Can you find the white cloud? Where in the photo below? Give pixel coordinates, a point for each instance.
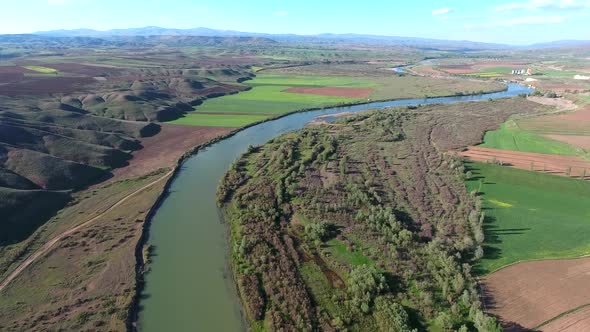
(544, 4)
(441, 11)
(531, 20)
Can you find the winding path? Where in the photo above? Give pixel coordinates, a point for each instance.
(47, 246)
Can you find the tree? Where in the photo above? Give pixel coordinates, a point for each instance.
(365, 284)
(317, 231)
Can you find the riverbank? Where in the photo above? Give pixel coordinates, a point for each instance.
(303, 117)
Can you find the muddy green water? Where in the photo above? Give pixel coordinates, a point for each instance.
(189, 287)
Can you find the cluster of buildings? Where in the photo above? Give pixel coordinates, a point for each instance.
(522, 71)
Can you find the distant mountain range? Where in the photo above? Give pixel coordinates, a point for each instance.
(326, 38)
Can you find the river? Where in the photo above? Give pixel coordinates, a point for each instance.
(188, 287)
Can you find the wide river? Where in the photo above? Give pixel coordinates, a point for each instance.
(189, 287)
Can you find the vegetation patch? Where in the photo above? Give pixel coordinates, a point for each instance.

• Directions for this task
Copy the lines word for word, starting at the line that contains "Can you find the wide" and continuing through the last line.

• Result of this task
Can you find the wide river? Where in the photo above? Give pixel coordinates, a point for each instance.
(189, 287)
Can you find the vegetation patch? Where in the photo above? Give pixel coordinates, a point for each instance.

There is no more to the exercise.